» SET PROBLEM
Extract every line in the rows below that contains the word "outline", and list those lines.

» SUPPLIED DATA
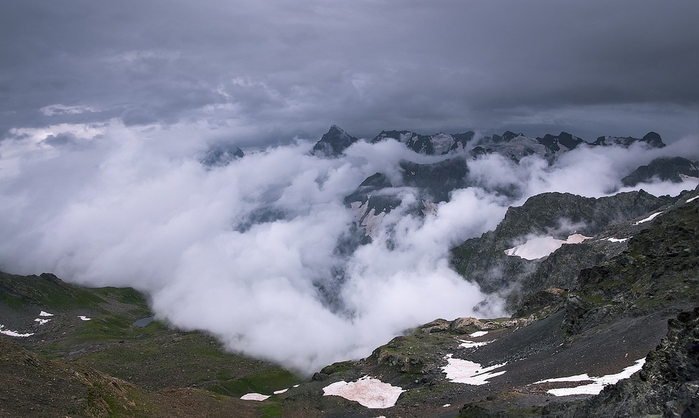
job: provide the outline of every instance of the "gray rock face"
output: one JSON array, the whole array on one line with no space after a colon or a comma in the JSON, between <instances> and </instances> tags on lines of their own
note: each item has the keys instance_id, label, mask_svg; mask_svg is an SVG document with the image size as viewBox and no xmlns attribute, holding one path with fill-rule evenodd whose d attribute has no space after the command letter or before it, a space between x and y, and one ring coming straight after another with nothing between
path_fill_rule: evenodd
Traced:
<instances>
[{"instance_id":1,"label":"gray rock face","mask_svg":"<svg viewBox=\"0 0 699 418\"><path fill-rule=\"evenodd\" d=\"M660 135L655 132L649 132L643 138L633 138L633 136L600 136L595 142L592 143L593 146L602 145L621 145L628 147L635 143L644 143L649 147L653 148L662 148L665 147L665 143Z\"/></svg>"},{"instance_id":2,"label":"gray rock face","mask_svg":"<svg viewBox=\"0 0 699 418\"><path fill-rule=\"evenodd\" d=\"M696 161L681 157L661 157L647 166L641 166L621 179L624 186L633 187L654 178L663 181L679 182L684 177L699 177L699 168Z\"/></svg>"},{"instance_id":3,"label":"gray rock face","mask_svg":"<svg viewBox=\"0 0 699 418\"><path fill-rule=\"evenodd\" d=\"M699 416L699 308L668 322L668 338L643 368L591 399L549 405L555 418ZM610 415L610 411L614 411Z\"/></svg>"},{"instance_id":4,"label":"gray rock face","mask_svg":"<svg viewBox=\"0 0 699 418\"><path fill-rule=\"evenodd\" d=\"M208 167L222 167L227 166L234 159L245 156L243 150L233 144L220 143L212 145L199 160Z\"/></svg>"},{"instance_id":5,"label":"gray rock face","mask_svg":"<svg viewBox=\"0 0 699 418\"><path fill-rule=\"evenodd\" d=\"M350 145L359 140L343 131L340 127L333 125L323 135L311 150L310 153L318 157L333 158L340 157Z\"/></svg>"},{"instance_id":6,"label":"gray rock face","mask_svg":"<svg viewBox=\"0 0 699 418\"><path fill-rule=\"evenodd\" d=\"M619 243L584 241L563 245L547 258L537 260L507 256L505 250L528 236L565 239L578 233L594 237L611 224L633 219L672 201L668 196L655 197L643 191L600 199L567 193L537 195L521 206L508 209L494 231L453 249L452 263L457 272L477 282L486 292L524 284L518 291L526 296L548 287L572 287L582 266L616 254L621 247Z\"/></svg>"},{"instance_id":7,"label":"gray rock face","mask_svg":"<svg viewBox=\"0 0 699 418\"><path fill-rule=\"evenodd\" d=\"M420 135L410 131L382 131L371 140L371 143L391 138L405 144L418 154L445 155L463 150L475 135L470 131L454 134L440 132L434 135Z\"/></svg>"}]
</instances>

==

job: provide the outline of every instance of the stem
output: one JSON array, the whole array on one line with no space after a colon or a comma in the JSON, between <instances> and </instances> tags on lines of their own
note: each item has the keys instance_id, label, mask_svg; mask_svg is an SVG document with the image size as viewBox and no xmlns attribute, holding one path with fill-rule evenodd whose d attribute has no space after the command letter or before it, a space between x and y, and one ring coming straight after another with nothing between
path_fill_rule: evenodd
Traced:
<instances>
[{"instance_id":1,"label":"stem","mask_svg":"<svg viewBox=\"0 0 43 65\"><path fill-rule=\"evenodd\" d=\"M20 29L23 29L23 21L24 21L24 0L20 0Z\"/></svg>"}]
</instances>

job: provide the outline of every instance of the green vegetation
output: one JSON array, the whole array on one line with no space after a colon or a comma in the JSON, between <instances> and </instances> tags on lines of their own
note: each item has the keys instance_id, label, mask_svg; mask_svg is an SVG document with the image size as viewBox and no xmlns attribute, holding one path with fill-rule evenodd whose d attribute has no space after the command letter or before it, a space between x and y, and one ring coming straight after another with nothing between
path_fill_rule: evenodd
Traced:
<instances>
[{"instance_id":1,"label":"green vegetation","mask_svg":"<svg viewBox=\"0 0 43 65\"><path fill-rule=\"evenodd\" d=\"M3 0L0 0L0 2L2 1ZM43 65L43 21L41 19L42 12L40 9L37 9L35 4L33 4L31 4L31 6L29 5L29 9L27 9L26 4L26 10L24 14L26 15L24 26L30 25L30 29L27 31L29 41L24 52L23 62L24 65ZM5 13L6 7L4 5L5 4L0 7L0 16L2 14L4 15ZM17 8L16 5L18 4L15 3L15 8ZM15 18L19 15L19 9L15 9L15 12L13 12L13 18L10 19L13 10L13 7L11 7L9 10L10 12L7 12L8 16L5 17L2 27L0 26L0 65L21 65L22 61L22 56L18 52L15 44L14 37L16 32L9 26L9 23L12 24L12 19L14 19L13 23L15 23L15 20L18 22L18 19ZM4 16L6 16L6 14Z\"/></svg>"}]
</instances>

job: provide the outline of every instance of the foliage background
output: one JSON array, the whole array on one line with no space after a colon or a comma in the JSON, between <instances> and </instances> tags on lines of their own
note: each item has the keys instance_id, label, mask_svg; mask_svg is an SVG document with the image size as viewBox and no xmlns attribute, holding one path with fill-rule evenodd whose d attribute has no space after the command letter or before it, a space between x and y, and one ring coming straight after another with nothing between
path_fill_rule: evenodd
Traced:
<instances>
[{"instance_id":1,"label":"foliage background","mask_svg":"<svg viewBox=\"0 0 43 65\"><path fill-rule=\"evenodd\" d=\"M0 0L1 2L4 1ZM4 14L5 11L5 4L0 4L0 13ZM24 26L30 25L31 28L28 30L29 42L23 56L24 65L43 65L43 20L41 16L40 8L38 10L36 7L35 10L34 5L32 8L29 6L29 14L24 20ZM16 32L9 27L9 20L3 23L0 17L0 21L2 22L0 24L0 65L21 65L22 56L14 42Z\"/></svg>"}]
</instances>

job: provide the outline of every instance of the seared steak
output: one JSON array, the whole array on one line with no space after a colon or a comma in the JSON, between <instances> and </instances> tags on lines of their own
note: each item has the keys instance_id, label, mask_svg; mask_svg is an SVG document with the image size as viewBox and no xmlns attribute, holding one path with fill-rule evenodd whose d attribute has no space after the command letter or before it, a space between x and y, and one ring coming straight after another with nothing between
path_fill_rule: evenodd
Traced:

» EXERCISE RESULT
job: provide the outline of every instance of the "gray rock face"
job: provide the outline of every instance of the stem
job: provide the outline of every instance of the green vegetation
job: provide the outline of every instance of the foliage background
job: provide the outline of every instance of the seared steak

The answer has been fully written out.